> [WHAT IS REQUIRED]:
Copy the listing's lines again, starting at the line that has "the rear door" and ending after the line that has "x=354, y=298", with the requests included and nothing else added. Scale each x and y coordinate in the answers by 2.4, rounding to whole numbers with halves rounded up.

> [SUPPLIED DATA]:
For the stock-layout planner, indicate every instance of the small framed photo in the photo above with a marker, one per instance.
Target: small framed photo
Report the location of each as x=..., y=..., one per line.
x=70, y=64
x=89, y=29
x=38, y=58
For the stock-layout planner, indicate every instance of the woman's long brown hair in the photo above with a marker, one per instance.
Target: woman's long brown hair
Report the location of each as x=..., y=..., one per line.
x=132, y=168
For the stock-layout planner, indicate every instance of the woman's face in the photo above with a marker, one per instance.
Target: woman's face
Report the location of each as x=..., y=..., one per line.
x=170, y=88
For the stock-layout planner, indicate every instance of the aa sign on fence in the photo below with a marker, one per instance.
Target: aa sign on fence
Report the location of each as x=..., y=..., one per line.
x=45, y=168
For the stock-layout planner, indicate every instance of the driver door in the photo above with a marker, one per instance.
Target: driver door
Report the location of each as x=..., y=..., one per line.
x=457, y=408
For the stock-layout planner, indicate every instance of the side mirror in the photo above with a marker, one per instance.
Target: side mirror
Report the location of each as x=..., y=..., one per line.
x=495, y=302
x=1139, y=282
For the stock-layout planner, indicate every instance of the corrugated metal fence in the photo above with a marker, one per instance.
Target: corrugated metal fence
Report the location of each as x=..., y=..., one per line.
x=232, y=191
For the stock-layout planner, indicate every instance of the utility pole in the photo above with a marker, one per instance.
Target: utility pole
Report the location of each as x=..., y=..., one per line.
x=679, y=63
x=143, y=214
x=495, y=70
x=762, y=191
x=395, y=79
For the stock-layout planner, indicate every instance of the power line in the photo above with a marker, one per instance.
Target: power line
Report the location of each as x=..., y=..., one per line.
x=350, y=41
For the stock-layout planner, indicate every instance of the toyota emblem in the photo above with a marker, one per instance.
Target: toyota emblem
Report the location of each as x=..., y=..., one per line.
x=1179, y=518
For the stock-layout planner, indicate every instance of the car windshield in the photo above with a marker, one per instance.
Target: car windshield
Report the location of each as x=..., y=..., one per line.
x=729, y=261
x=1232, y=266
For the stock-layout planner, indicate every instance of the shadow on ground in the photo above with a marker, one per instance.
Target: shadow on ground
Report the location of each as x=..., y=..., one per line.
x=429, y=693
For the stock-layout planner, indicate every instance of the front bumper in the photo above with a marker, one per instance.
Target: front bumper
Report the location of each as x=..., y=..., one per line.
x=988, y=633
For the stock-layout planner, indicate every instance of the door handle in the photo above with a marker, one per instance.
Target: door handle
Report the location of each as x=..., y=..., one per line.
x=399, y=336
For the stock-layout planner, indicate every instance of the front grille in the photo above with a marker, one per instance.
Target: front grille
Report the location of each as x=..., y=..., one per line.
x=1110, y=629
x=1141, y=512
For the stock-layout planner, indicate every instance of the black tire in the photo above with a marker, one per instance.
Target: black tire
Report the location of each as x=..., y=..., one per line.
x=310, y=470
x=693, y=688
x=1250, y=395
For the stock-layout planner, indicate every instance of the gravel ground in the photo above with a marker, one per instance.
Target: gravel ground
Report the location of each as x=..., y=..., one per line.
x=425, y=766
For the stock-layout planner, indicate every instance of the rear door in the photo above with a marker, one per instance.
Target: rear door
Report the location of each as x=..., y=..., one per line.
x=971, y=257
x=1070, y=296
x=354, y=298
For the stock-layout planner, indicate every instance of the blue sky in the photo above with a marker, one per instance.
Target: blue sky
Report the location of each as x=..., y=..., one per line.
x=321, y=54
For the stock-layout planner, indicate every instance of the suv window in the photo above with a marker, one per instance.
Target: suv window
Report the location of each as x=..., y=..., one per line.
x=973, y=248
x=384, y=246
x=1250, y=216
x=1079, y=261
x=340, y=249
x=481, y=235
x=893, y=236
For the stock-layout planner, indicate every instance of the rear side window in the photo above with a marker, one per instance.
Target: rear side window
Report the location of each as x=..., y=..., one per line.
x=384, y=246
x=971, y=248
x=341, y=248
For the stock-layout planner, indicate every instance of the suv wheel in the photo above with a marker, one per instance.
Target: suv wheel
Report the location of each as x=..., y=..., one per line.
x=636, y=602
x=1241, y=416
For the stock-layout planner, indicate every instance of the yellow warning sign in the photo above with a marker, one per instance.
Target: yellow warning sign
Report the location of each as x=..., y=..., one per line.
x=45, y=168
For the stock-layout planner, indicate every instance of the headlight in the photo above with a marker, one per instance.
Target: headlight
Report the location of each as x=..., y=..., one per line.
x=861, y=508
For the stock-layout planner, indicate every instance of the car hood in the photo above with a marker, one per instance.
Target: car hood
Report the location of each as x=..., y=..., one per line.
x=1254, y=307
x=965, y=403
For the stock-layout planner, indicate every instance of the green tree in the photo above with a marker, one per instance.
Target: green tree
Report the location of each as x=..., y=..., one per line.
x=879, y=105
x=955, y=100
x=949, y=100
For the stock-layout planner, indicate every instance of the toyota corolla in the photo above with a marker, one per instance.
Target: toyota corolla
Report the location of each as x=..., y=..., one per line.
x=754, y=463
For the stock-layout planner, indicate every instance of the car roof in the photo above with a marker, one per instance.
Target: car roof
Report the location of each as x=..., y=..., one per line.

> [TASK RESPONSE]:
For the stock-layout planner, indicate every instance of the rear door in the photo above with a marker, one per instance.
Target: rear door
Report the location of each as x=..., y=..., one per line.
x=2330, y=617
x=2568, y=710
x=850, y=715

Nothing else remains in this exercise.